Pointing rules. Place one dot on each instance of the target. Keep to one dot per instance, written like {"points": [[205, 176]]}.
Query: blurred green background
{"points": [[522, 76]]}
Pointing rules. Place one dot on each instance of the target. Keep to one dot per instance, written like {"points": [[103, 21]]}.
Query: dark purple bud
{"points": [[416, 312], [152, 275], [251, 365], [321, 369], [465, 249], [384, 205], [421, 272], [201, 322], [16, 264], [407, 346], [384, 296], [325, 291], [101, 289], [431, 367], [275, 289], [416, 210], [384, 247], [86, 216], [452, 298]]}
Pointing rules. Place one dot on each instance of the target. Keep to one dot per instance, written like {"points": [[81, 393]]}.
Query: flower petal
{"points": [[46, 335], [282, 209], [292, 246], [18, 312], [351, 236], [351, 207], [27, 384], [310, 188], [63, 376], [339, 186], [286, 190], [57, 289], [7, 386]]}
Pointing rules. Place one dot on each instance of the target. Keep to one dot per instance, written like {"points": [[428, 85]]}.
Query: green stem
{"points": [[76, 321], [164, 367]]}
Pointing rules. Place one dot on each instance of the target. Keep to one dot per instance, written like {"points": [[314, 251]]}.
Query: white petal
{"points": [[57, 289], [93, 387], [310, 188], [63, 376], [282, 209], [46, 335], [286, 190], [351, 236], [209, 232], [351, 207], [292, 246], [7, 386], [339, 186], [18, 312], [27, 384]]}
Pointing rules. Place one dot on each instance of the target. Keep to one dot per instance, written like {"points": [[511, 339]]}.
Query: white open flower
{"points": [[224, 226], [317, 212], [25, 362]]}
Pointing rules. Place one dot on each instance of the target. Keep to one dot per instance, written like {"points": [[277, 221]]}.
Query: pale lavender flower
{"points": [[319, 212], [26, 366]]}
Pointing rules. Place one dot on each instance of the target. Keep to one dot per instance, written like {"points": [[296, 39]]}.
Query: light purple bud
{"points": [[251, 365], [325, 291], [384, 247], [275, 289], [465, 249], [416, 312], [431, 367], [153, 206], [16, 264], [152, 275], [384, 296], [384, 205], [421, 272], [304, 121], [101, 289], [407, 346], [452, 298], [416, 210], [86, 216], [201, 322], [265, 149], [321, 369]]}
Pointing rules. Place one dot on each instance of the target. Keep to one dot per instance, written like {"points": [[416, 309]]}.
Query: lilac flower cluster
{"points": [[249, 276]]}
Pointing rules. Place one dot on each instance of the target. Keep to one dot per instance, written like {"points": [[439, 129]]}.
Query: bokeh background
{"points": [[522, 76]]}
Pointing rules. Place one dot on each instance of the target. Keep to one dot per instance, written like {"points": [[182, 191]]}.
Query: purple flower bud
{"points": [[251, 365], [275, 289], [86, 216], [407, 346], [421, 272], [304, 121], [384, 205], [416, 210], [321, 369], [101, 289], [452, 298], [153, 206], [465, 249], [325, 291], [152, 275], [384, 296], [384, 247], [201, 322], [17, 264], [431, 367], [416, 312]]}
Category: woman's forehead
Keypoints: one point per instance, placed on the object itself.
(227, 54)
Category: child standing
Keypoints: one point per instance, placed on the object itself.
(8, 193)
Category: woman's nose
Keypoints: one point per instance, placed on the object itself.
===============
WHAT THIS TASK INVOLVES: Format the rows above as a numbered list, starting at the line that contains "Category: woman's forehead" and ending with the last row, with blank lines left out.

EXPECTED ANSWER:
1. Category: woman's forehead
2. Keypoints: one point per instance, placed on the object itself.
3. (227, 54)
4. Category: child standing
5. Keypoints: one point per instance, placed on the object itself.
6. (8, 193)
7. Category: woman's nose
8. Keypoints: one point per instance, placed on the object itself.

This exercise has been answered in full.